EXERCISE DIRECTIONS >> Would you write out every entry exactly, but without the pictures?

MATERIAL SUPPLIED >>
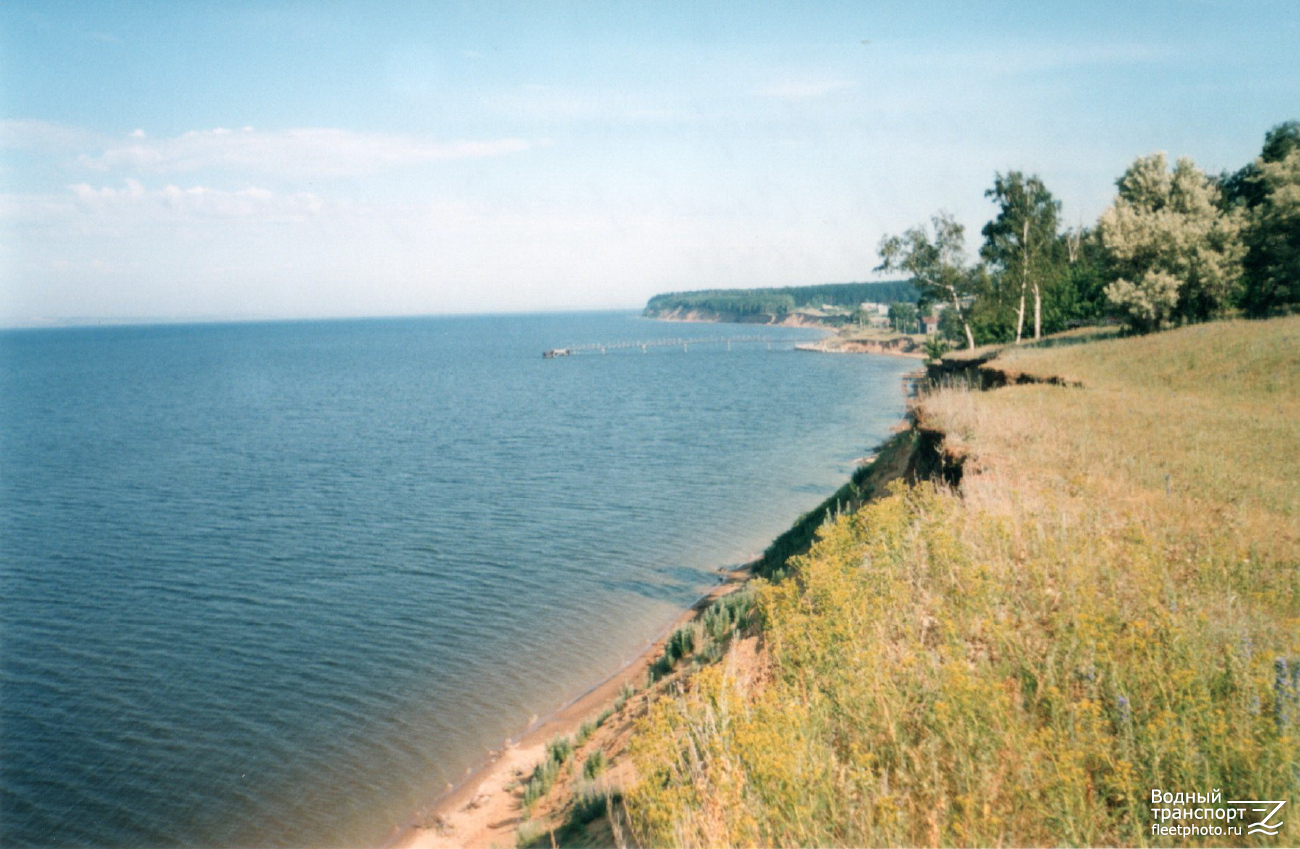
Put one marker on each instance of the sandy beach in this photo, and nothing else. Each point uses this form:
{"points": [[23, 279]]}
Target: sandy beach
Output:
{"points": [[485, 809]]}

WORKED SOLUTION >>
Put one marker on each instance of the sandy beach in this photo, and nothing else. Each point uses this form:
{"points": [[23, 279]]}
Target: sandy beach
Output:
{"points": [[485, 809]]}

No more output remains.